Source passage:

↓

A coupled approach for fluid saturated poroelastic media and immersed solids for modeling cell-tissue interactions.

Abstract

In this paper, we propose a finite element-based immersed method to treat the mechanical coupling between a deformable porous medium model (PM) and an immersed solid model (ISM). The PM is formulated as a homogenized, volume-coupled two-field model, comprising a nearly incompressible solid phase that interacts with an incompressible Darcy-Brinkman flow. The fluid phase is formulated with respect to the Lagrangian finite element mesh, following the solid phase deformation. The ISM is discretized with an independent Lagrangian mesh and may behave arbitrarily complex (it may, eg, be compressible, grow, and perform active deformations). We model two distinct types of interactions, namely, (1) the immersed fluid-structure interaction (FSI) between the ISM and the fluid phase in the PM and (2) the immersed structure-structure interaction (SSI) between the ISM and the solid phase in the PM. Within each time step, we solve both FSI and SSI, employing strongly coupled partitioned schemes. This novel finite element method establishes a main building block of an evolving computational framework for modeling and simulating complex biomechanical problems, with focus on key phenomena during cell migration. Cell movement is strongly influenced by mechanical interactions between the cell body and the surrounding tissue, ie, the extracellular matrix (ECM). In this context, the PM represents the ECM, ie, a fibrous scaffold of structural proteins interacting with interstitial flow, and the ISM represents the cell body. The FSI models the influence of fluid drag, and the SSI models the force transmission between cell and ECM at adhesions sites.

↑

Required work:
In the abstract above, what does the porous medium model (PM) represent?

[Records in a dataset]
↓

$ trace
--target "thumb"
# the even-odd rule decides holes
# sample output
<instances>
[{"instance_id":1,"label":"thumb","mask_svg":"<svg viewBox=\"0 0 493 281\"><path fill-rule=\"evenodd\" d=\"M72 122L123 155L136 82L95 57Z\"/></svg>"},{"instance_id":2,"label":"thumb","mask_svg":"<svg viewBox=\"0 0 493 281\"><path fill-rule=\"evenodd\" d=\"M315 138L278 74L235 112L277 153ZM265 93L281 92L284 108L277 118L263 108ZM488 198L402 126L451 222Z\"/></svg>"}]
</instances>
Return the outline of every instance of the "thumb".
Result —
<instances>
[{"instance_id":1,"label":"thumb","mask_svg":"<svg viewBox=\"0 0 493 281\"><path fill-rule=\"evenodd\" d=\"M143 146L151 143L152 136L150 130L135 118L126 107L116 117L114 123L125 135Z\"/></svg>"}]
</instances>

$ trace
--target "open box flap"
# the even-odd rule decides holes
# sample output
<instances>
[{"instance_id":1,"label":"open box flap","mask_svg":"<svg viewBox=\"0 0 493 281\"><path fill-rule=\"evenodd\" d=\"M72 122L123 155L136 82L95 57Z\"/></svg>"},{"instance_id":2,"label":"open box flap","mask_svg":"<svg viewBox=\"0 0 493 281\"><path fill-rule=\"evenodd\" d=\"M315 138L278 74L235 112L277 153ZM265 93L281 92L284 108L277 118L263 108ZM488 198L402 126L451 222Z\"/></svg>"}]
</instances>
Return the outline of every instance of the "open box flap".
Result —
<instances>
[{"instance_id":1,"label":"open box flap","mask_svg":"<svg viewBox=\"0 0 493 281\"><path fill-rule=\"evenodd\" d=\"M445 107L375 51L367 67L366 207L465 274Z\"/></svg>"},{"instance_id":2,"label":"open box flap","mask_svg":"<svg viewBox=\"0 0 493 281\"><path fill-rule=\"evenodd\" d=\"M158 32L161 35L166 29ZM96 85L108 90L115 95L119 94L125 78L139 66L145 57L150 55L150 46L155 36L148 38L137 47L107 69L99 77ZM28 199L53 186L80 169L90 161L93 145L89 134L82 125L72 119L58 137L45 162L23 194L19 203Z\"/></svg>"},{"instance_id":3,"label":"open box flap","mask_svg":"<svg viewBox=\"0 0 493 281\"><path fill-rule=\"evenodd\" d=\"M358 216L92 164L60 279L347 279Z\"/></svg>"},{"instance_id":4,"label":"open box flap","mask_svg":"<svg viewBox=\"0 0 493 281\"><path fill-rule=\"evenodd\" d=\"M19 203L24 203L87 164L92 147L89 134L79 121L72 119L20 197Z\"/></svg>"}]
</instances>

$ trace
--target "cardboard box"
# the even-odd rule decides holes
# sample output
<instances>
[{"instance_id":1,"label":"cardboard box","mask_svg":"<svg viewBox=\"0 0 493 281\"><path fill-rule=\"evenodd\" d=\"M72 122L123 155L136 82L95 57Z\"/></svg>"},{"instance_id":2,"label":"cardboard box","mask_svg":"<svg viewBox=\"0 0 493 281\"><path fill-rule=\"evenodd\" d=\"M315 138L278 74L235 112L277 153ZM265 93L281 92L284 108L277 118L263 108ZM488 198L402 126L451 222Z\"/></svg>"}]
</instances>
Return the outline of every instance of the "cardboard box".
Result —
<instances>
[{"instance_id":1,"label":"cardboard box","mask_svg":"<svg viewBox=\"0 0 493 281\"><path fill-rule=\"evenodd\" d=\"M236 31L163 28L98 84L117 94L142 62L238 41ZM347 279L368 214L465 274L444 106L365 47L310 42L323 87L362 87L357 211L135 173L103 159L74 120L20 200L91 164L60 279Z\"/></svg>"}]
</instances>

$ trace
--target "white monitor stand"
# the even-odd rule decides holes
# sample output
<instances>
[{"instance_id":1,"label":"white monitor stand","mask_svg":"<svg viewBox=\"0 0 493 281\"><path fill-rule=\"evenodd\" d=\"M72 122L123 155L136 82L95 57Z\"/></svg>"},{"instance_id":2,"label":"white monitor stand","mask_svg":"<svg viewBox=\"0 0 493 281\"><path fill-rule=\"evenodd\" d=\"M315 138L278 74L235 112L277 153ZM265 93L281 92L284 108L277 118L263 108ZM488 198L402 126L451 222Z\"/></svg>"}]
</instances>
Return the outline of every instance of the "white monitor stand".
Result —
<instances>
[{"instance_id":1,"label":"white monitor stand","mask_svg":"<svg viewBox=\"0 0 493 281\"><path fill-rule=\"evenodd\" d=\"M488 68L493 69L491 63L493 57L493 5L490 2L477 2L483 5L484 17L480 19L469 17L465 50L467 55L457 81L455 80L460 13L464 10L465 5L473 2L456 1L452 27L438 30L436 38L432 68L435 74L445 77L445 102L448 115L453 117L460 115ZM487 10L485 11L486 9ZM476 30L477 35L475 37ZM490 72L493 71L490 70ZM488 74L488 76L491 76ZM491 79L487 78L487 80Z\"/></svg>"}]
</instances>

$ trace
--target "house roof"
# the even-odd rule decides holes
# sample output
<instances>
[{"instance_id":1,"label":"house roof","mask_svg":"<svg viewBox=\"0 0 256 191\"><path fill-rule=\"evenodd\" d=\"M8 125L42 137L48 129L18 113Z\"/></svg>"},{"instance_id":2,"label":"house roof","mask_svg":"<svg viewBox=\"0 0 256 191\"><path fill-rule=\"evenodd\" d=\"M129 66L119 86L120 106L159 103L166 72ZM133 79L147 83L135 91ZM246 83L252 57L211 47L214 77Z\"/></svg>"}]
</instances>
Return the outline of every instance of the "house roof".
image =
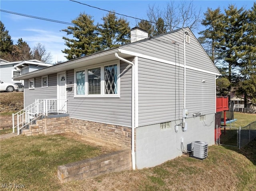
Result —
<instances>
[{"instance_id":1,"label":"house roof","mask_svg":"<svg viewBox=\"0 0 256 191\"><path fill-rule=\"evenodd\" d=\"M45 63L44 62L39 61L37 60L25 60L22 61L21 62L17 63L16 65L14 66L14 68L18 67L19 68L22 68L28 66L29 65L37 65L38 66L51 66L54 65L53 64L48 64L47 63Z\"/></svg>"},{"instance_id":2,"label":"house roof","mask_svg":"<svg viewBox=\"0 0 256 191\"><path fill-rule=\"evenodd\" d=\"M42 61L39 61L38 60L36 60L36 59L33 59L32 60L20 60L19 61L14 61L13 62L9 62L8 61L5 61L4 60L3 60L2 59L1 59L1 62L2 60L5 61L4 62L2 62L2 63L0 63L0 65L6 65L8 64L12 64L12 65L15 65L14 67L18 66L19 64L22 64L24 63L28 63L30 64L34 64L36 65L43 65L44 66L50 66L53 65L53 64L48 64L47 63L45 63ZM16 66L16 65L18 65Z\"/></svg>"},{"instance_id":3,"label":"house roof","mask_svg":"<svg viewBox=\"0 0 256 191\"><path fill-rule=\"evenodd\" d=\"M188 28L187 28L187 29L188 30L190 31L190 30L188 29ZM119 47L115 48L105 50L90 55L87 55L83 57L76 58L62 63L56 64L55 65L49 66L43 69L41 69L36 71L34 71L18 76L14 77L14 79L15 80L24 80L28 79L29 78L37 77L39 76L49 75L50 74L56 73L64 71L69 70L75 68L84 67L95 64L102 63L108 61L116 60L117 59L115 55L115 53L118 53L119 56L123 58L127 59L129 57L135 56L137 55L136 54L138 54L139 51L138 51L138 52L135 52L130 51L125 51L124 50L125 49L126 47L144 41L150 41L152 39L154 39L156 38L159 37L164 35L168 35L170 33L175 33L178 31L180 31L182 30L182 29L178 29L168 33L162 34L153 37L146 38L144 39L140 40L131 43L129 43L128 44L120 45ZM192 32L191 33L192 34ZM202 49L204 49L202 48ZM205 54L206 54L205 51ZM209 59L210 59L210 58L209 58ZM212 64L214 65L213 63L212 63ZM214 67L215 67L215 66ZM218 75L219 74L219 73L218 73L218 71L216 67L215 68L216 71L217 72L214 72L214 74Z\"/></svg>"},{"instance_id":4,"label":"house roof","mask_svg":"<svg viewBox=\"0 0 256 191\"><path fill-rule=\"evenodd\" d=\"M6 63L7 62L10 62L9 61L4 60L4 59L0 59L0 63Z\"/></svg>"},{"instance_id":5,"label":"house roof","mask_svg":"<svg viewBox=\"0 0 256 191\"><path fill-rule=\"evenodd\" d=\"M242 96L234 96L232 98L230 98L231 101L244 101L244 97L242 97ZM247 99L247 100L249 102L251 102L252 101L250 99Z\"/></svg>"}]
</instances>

↑

Reply to the exercise:
The extracellular matrix (ECM), a fibrous scaffold of structural proteins interacting with interstitial flow.